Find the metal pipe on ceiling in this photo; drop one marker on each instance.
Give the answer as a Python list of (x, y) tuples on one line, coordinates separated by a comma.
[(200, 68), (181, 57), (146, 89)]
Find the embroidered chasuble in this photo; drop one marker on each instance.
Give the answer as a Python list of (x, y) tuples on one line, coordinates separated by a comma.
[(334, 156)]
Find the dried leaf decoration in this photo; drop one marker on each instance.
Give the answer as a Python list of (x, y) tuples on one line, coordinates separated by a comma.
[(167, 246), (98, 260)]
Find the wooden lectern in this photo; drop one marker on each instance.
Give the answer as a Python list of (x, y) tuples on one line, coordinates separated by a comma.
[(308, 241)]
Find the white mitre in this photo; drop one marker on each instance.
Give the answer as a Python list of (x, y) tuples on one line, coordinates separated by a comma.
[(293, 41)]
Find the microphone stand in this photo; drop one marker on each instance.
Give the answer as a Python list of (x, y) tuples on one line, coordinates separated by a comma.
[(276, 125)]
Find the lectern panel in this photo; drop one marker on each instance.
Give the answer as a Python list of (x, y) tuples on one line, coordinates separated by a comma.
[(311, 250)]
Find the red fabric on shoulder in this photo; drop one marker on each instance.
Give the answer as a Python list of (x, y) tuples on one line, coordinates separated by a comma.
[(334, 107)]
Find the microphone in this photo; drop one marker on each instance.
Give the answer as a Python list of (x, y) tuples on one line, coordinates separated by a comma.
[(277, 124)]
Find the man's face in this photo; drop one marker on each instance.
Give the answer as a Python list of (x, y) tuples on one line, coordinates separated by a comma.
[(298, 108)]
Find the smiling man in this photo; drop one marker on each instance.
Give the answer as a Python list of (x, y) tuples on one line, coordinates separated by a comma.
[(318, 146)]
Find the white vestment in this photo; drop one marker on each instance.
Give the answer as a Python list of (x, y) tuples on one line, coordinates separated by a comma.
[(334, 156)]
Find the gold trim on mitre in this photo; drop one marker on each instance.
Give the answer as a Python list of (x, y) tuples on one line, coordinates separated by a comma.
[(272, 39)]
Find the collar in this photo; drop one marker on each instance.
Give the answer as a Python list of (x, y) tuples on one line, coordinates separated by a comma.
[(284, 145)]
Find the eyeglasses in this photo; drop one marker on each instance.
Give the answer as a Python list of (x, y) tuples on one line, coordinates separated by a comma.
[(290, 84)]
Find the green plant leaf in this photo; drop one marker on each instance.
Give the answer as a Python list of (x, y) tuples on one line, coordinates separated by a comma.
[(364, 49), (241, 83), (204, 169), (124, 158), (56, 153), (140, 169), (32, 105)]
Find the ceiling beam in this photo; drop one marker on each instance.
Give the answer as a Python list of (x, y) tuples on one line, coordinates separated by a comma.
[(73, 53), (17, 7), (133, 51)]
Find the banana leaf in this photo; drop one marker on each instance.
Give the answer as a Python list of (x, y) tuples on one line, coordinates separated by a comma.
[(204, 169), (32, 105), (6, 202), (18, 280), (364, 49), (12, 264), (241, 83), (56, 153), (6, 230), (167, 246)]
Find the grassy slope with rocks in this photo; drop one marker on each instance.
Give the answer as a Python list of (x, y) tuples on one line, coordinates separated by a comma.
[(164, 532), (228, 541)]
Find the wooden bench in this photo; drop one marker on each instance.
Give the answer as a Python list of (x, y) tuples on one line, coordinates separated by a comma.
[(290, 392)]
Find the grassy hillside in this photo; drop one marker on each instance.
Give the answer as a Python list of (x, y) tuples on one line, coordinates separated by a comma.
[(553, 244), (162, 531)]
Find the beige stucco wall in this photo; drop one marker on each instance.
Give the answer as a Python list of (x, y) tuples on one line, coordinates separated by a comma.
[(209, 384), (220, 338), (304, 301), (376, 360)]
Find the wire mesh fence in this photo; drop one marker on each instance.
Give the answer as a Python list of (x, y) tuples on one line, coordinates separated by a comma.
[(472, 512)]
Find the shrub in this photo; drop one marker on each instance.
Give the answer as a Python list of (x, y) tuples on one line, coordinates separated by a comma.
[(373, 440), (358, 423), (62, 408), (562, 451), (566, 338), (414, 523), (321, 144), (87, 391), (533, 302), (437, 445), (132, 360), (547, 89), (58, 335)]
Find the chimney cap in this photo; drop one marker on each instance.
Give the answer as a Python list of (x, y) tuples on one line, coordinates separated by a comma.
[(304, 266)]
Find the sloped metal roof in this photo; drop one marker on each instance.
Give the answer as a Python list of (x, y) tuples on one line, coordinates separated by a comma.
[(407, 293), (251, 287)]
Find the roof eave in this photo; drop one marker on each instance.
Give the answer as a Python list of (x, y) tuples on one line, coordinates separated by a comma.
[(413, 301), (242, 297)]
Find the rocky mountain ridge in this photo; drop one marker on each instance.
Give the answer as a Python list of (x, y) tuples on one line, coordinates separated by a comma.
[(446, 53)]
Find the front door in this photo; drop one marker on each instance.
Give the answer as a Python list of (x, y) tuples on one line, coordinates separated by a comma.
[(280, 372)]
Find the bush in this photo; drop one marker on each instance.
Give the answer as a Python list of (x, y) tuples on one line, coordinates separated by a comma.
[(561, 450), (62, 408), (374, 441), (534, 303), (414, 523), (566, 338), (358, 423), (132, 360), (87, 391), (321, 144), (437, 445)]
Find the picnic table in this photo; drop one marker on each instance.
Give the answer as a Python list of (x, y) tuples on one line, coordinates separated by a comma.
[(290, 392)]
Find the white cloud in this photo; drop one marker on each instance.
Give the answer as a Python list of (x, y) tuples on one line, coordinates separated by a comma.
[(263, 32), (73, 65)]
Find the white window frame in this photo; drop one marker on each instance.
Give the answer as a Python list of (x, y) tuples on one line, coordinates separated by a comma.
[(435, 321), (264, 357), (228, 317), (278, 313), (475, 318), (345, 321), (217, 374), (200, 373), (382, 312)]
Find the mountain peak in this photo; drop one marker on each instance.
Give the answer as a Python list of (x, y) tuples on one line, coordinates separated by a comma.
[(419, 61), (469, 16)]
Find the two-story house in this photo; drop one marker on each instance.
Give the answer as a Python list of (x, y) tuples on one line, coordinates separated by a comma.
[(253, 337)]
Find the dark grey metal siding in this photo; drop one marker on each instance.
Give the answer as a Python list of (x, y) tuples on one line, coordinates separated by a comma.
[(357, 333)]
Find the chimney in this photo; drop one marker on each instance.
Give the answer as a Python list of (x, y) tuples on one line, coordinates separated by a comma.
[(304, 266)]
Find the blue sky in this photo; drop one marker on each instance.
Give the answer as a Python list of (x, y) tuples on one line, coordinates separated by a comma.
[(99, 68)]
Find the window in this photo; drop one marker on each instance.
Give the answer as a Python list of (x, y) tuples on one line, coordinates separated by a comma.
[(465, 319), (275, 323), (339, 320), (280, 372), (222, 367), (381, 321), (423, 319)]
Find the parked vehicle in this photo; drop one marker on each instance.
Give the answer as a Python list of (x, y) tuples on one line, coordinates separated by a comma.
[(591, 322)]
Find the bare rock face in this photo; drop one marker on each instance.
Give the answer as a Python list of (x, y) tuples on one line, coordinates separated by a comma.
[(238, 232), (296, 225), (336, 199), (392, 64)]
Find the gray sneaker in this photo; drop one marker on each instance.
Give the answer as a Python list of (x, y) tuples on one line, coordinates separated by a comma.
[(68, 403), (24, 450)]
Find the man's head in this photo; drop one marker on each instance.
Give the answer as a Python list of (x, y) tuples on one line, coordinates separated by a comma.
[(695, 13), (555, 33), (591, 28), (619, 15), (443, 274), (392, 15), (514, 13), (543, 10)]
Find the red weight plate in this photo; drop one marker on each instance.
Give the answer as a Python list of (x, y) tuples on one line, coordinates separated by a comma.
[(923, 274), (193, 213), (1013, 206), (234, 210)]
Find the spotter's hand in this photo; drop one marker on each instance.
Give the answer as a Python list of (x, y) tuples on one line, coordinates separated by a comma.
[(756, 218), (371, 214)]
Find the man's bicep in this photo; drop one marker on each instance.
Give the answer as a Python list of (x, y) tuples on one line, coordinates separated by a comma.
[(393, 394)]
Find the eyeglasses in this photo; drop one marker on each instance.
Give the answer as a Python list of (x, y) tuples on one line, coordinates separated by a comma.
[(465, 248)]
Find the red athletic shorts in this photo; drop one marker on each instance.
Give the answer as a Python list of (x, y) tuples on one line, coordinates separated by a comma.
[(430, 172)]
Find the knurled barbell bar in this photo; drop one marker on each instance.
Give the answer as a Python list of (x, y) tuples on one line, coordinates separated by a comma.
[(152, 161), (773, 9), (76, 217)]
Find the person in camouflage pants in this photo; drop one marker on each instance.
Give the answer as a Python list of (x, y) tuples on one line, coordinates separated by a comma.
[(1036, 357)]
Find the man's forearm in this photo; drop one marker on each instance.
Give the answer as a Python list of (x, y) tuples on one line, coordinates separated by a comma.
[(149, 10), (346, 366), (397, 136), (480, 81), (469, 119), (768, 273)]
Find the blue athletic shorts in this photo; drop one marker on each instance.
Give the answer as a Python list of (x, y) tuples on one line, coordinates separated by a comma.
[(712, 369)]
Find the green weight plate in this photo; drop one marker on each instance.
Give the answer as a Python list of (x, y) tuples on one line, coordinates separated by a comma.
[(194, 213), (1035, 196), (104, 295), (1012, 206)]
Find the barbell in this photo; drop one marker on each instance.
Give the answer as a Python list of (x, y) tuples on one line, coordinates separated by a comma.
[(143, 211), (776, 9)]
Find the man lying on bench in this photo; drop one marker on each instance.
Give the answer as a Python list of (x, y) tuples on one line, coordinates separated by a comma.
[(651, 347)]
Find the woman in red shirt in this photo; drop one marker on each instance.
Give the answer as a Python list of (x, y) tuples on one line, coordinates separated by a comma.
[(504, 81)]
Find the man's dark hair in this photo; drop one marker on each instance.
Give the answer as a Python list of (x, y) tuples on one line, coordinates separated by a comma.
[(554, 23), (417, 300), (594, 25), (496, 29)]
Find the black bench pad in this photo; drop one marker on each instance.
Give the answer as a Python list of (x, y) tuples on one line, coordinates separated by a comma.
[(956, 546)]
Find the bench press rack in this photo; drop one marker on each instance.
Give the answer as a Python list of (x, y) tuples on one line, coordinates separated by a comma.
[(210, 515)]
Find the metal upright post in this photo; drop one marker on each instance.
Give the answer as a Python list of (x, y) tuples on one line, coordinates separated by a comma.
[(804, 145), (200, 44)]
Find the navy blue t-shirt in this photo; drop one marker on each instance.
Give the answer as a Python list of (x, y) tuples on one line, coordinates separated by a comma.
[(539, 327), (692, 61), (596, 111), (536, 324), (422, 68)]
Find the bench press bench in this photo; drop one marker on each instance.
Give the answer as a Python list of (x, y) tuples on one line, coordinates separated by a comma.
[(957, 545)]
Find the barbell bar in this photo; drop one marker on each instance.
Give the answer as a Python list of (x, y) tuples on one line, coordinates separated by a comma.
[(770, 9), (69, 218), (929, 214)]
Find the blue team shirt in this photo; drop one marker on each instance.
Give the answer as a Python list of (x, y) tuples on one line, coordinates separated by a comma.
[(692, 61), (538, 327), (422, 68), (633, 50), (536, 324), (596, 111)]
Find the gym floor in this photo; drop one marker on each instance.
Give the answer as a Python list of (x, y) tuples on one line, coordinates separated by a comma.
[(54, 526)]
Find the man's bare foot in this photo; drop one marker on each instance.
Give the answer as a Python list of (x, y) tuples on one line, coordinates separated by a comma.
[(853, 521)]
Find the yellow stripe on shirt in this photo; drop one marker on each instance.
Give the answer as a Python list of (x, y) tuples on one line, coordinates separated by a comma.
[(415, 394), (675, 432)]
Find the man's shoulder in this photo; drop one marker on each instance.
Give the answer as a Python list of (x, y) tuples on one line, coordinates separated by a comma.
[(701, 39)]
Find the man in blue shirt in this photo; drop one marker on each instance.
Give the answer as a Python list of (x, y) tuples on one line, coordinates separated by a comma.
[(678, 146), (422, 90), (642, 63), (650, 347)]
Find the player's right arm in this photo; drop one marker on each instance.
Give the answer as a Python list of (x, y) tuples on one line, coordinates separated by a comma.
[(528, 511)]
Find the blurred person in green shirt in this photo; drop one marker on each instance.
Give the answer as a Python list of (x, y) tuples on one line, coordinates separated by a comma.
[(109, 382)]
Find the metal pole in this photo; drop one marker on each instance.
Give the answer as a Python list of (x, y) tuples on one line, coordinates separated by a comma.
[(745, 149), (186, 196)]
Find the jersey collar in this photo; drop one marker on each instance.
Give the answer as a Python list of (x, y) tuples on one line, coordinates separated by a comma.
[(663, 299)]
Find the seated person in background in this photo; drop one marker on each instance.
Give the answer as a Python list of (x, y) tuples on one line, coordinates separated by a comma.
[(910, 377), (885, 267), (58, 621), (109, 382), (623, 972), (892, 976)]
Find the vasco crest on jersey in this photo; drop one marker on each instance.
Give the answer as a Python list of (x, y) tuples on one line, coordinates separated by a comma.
——
-- YOUR TASK --
Copy the rows exactly as they stand, from the line containing "Find the metal pole" through the last of the rows, both included.

-- RESPONSE TO THE EXERCISE --
Find the metal pole in this photo; drop one marker on each instance.
Give the answer as a Python list of (x, y) tuples on one line, coordinates separated by a comma.
[(745, 149), (186, 196)]
Find the jersey collar in this photo; drop one marker on each instance.
Give the answer as a Python list of (x, y) tuples on one line, coordinates separated by a comma.
[(663, 299)]
Find the seated person in background in this photo; drop one marker on each instance.
Give the answer as a Python list of (x, y) tuples on one line, coordinates separated by a comma.
[(910, 377), (885, 267), (58, 621), (109, 382), (623, 972), (892, 976)]
Find the vasco crest on jersey in this photo; drop one marker on each instance.
Give the answer as a Python list of (x, y) tuples on one line, coordinates separated by a comma.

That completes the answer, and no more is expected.